#### What this task involves
Report each line of the records where "orange" occurs.

** Opening Data to use block **

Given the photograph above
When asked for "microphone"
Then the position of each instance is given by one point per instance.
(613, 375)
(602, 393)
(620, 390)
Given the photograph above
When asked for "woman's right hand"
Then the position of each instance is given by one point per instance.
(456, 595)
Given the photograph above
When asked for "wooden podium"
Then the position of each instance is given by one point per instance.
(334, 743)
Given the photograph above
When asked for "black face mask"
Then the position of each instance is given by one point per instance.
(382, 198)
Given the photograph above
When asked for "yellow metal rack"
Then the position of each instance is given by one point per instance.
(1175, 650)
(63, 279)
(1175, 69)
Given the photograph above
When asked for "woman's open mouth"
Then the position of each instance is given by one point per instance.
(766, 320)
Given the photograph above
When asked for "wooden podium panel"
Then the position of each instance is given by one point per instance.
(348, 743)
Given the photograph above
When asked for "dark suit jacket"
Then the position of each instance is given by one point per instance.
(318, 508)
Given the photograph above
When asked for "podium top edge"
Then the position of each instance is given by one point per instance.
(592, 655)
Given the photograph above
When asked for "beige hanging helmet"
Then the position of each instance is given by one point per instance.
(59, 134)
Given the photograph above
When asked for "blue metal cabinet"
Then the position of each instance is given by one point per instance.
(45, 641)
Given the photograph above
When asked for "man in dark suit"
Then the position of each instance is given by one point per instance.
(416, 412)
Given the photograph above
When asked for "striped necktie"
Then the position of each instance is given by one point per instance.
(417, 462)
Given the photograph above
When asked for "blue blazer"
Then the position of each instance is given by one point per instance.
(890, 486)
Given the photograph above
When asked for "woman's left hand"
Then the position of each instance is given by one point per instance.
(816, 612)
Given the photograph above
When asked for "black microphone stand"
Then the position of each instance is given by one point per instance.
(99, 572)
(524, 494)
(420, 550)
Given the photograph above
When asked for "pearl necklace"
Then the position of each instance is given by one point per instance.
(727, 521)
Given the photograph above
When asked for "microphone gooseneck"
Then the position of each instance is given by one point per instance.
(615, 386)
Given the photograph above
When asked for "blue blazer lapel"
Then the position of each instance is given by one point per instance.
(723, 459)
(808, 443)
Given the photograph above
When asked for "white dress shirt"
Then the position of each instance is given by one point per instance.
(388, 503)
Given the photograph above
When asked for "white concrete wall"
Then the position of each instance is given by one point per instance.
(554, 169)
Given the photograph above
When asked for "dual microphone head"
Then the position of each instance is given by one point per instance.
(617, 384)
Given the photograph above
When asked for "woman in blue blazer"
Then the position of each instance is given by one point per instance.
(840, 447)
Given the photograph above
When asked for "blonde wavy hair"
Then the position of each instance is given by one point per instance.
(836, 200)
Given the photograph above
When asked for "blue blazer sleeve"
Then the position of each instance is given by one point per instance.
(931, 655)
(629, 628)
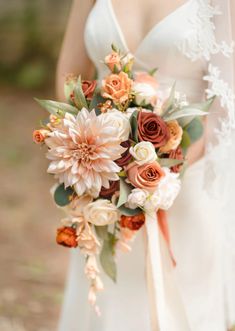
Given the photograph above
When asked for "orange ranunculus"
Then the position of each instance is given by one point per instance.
(67, 236)
(39, 136)
(146, 176)
(113, 61)
(133, 223)
(117, 87)
(176, 133)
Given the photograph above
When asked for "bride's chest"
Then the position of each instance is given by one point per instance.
(165, 45)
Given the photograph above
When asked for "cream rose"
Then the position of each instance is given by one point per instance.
(166, 192)
(101, 212)
(118, 120)
(137, 198)
(176, 133)
(143, 152)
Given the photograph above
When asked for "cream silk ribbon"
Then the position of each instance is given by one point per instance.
(167, 310)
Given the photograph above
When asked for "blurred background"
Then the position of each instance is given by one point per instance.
(33, 267)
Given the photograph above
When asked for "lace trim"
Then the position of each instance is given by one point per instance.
(224, 92)
(201, 43)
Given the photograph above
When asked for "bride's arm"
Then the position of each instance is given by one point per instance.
(73, 57)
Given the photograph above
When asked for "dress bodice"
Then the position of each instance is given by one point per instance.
(161, 48)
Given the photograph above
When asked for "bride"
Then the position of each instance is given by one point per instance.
(190, 42)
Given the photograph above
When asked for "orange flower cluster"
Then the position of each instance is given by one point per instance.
(67, 236)
(133, 223)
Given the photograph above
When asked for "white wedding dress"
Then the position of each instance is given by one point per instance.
(195, 219)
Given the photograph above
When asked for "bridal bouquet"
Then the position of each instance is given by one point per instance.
(117, 150)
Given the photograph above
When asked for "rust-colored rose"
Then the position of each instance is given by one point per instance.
(133, 223)
(177, 154)
(146, 176)
(151, 127)
(88, 87)
(107, 193)
(67, 236)
(117, 87)
(39, 136)
(176, 133)
(126, 156)
(113, 61)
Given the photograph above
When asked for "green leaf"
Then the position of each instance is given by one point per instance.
(186, 141)
(79, 98)
(125, 190)
(107, 257)
(134, 126)
(153, 71)
(186, 114)
(95, 101)
(62, 196)
(170, 101)
(114, 48)
(102, 231)
(169, 162)
(195, 129)
(129, 212)
(69, 88)
(189, 111)
(57, 108)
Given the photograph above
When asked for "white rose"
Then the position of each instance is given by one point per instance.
(145, 94)
(168, 189)
(152, 203)
(118, 120)
(143, 152)
(101, 212)
(136, 198)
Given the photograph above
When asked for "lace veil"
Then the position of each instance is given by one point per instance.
(215, 32)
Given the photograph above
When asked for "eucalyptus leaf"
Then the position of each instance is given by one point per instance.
(95, 101)
(164, 162)
(62, 196)
(125, 190)
(195, 129)
(57, 108)
(129, 212)
(134, 126)
(79, 98)
(102, 231)
(186, 114)
(153, 71)
(107, 257)
(69, 88)
(189, 111)
(186, 141)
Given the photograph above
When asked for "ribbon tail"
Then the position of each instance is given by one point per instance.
(167, 310)
(163, 225)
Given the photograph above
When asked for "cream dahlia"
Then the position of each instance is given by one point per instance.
(82, 151)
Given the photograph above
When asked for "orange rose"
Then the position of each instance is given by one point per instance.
(133, 223)
(113, 61)
(146, 176)
(67, 236)
(176, 133)
(117, 87)
(39, 136)
(88, 88)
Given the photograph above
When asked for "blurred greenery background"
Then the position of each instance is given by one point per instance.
(33, 268)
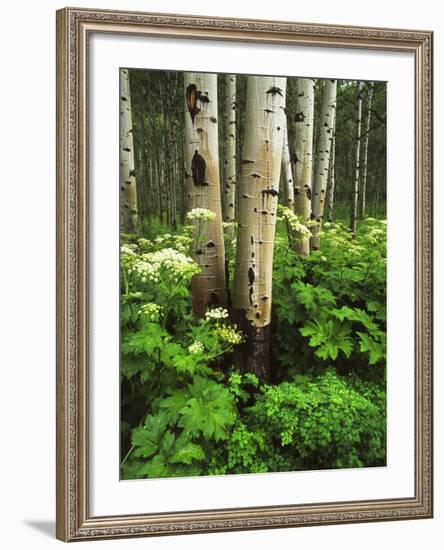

** Closing Data to use block **

#### Solution below
When asked for "orange ranunculus"
When asked for "orange flower cluster"
When asked for "orange rose"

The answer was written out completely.